Work required: Reproduce every entry below word for word, but leave out the pictures.

Input rows:

•••••

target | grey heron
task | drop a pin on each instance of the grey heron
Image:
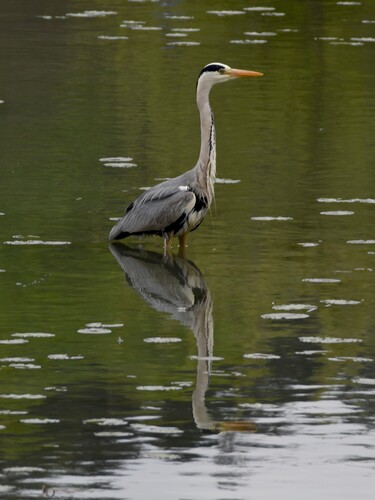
(177, 206)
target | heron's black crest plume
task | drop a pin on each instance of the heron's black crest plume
(212, 67)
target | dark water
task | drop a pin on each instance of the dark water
(245, 371)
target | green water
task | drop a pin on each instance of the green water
(249, 366)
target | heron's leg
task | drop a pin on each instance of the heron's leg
(167, 244)
(182, 245)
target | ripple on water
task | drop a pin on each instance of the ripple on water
(38, 335)
(262, 33)
(162, 340)
(120, 165)
(261, 355)
(329, 340)
(17, 360)
(346, 200)
(116, 159)
(226, 12)
(96, 328)
(294, 307)
(338, 212)
(40, 421)
(354, 359)
(308, 244)
(187, 43)
(92, 13)
(361, 242)
(24, 366)
(226, 181)
(340, 302)
(285, 316)
(259, 9)
(106, 421)
(64, 357)
(248, 42)
(158, 388)
(271, 218)
(22, 396)
(155, 429)
(37, 242)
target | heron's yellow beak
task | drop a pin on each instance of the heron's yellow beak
(242, 72)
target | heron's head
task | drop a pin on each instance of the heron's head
(217, 73)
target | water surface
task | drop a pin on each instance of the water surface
(245, 369)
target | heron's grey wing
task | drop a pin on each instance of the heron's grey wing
(154, 213)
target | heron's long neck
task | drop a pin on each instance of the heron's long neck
(206, 165)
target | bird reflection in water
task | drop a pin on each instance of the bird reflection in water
(176, 286)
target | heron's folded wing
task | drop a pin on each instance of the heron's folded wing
(156, 212)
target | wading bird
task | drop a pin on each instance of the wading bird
(177, 206)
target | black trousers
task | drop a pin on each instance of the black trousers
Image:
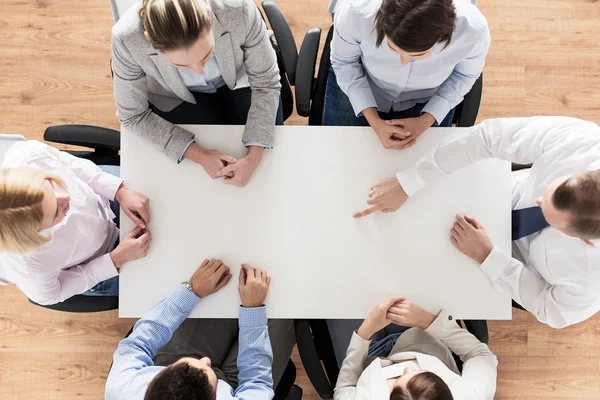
(225, 107)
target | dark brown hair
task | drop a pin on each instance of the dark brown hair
(580, 196)
(174, 24)
(423, 386)
(180, 382)
(415, 25)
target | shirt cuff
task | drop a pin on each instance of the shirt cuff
(266, 146)
(495, 264)
(410, 180)
(438, 107)
(106, 185)
(192, 140)
(184, 298)
(440, 323)
(361, 99)
(253, 317)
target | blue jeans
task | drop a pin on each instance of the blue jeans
(225, 107)
(338, 111)
(109, 287)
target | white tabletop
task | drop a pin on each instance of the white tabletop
(294, 219)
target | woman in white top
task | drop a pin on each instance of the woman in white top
(57, 235)
(414, 363)
(402, 66)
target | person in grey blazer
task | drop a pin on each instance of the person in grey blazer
(197, 62)
(402, 351)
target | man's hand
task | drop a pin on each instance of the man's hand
(392, 137)
(254, 286)
(210, 277)
(385, 196)
(135, 205)
(471, 238)
(240, 172)
(416, 126)
(212, 161)
(406, 313)
(133, 247)
(377, 318)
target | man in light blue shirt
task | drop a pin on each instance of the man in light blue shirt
(199, 362)
(409, 62)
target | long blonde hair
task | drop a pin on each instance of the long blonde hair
(21, 214)
(174, 24)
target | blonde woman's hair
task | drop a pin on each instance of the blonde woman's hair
(174, 24)
(21, 213)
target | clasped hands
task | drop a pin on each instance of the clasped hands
(396, 310)
(466, 234)
(213, 275)
(235, 172)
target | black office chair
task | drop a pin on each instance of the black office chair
(105, 144)
(318, 357)
(310, 90)
(285, 390)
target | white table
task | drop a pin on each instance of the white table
(294, 219)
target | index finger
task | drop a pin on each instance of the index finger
(462, 222)
(367, 211)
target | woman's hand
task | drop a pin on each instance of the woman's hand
(239, 173)
(377, 318)
(135, 205)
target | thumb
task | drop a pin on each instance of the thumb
(135, 233)
(228, 159)
(226, 170)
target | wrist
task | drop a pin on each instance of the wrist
(365, 332)
(116, 258)
(255, 154)
(427, 118)
(195, 153)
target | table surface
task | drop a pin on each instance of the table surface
(294, 219)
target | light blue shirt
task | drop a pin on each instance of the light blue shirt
(207, 83)
(133, 368)
(373, 76)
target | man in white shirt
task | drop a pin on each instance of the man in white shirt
(554, 271)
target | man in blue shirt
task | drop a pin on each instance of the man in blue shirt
(198, 360)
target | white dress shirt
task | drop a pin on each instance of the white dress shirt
(373, 76)
(554, 276)
(76, 258)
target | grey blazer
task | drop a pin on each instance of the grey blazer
(142, 75)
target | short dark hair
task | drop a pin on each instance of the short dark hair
(580, 196)
(423, 386)
(415, 25)
(180, 382)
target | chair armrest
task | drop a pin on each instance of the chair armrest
(305, 71)
(98, 138)
(311, 360)
(470, 105)
(84, 304)
(284, 38)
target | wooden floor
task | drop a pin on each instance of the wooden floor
(54, 69)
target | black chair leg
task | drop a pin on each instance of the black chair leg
(286, 382)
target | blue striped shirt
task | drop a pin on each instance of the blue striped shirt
(133, 368)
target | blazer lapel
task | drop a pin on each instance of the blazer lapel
(171, 76)
(224, 53)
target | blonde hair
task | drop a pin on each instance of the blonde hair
(21, 214)
(174, 24)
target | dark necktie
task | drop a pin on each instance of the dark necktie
(527, 221)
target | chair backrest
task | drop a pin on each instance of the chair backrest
(119, 7)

•••••

Correct response:
target | grey heron
task | drop a pin on each instance of the grey heron
Image:
(177, 206)
target | heron's black crest plume
task | drop a pin on each instance of the heron's black crest plume
(212, 67)
target | dark water
task | drop a pin on each instance of the dark water
(245, 371)
target | green water
task | drop a pin on each instance of the green water
(249, 366)
target | heron's leg
task | drop a pin on each instance of the heron's leg
(167, 244)
(182, 245)
target | ripple on water
task | drop a pin on each instance of the ripple on water
(38, 335)
(262, 33)
(162, 340)
(120, 165)
(261, 355)
(329, 340)
(17, 360)
(346, 200)
(116, 159)
(226, 12)
(96, 328)
(294, 307)
(338, 212)
(40, 421)
(354, 359)
(308, 244)
(187, 43)
(92, 13)
(361, 242)
(24, 366)
(226, 181)
(340, 302)
(285, 316)
(259, 9)
(106, 421)
(64, 357)
(248, 42)
(158, 388)
(271, 218)
(22, 396)
(155, 429)
(37, 242)
target | heron's yellow beak
task | drop a pin on each instance of the heron's yellow beak
(242, 72)
target | heron's head
task | drop a pin on each instance of the heron's head
(217, 73)
target | water surface
task | drop a pin on each instance of the water surface
(245, 369)
target | heron's grey wing
task | drop a pin on each instance of the heron's grey wing
(154, 213)
target | heron's long neck
task | drop a pin on each instance of the heron's long neck
(206, 165)
target | bird reflection in water
task | drop a pin on each instance of the bird reflection in water
(176, 286)
target | heron's folded wing
task | drop a pin on each instance of the heron's folded wing
(156, 212)
target | wading bird
task | drop a pin on each instance of the wading bird
(177, 206)
target | black trousers
task | drop a pin on each instance of the black trousers
Image:
(225, 107)
target | dark brown hair
task | drop a pin on each instance of the dark brown hair
(580, 196)
(174, 24)
(423, 386)
(180, 382)
(415, 25)
target | shirt cuff
task | drop a pin on each instance of the shirt cuff
(266, 146)
(495, 264)
(410, 180)
(438, 107)
(106, 185)
(192, 140)
(184, 298)
(440, 323)
(361, 99)
(253, 317)
target | blue jeans
task | drop a pin on each instance of the blue jeans
(225, 107)
(338, 111)
(109, 287)
target | white tabletop
task | drop a pin on each instance of the white tabletop
(294, 219)
target | woman in white top
task | drop a pin on each instance of the woman in white top
(57, 235)
(414, 363)
(402, 66)
target | person in grey blazer
task | drop a pin on each instance of the person in grey blazer
(197, 62)
(402, 351)
target | man's hand
task | drop a pin on each instance of the man's hand
(392, 137)
(254, 286)
(210, 277)
(385, 196)
(135, 205)
(471, 238)
(240, 172)
(416, 126)
(212, 161)
(406, 313)
(133, 247)
(377, 318)
target | man in light blue shirt
task | drop a pin on each instance of the man in light blue shirt
(199, 362)
(409, 62)
target | long blonde hair
task | drop a pin on each instance of the long blonde hair
(21, 214)
(174, 24)
target | blonde woman's hair
task | drop a pin on each instance of the blonde woman's hair
(174, 24)
(21, 213)
target | clasped hands
task | drop a pin on each instance of the clasped hands
(396, 310)
(466, 234)
(213, 275)
(235, 172)
target | black office chair
task | drop a pin on each instance of the black office chair
(105, 144)
(318, 357)
(310, 90)
(285, 390)
target | white table
task | drop a pin on each instance of the white table
(294, 219)
target | index finger
task | drop a pin on each instance of the index finger
(462, 222)
(367, 211)
target | woman's hand
task | drop a pin on each instance of the woman's hand
(239, 173)
(377, 318)
(135, 205)
target | thumb
task | drop a pin on each instance of the thumb
(135, 233)
(228, 159)
(226, 170)
target | wrist
task | drop a pin on each instance of the wrist
(365, 332)
(116, 258)
(255, 154)
(427, 118)
(195, 153)
target | table surface
task | drop a pin on each instance of the table surface
(294, 219)
target | light blue shirt
task | drop a pin on each instance of the light blue shirt
(207, 83)
(133, 368)
(373, 76)
target | man in white shirt
task | drop a pin on each instance of the man in white shirt
(554, 271)
target | man in blue shirt
task | drop a pin on each instance of the man in blue shirt
(198, 360)
target | white dress shirt
task | drop a pin on each instance of the white dress shirt
(373, 76)
(554, 276)
(76, 258)
target | grey blazer
task | drop a pin on each instance of the grey blazer
(142, 75)
target | short dark hair
task | drop a pin on each instance of the short dark hair
(580, 196)
(423, 386)
(415, 25)
(180, 382)
target | chair armrest
task | drop a pin on each instance of the chair armrest
(305, 71)
(98, 138)
(311, 360)
(470, 105)
(84, 304)
(284, 38)
target | wooden floor
task | drop a pin on each instance of the wooden floor
(54, 69)
target | black chair leg
task | drop a pin on each instance of the black chair leg
(286, 382)
target | blue striped shirt
task | drop a pin on each instance of the blue striped shirt
(133, 368)
target | blazer lapel
task | drop a pin on each instance of the blazer lapel
(171, 76)
(224, 53)
target | blonde hair
task | drop a pin on each instance of the blonde hair
(21, 214)
(174, 24)
target | dark necktie
task | drop a pin on each instance of the dark necktie
(527, 221)
target | chair backrest
task | drop a pin on each instance of the chair backrest
(119, 7)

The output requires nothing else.